[Bounding-box entries]
####################
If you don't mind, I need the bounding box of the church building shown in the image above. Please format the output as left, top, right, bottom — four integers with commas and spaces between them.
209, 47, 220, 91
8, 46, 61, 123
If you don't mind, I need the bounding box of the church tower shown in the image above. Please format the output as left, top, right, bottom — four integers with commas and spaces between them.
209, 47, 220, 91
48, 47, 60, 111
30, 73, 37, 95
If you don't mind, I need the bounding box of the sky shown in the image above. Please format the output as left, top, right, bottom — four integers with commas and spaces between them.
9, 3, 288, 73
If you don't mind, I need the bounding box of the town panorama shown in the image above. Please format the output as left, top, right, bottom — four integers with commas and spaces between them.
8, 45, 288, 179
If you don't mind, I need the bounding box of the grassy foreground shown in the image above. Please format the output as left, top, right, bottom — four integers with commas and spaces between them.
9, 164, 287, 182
####################
__WHAT THE TASK REQUIRES__:
Convert the lines of the entries above, from the very first line through the line containing "30, 73, 37, 95" (both included), into a JSON list of strings with one string per line, skipping any blank lines.

__WORKED ANSWER__:
[
  "If you don't mind, I need the bounding box of the church building shown in the image above. Please format the output as left, top, right, bottom — four integers with commas and spaces between them.",
  "209, 47, 220, 91",
  "8, 46, 61, 123",
  "If you don't mind, I need the bounding box of the church tower shown in the image above. Please format the output as left, top, right, bottom — four integers with commas and spaces between them.",
  "209, 47, 220, 91",
  "48, 47, 60, 111",
  "30, 73, 37, 95"
]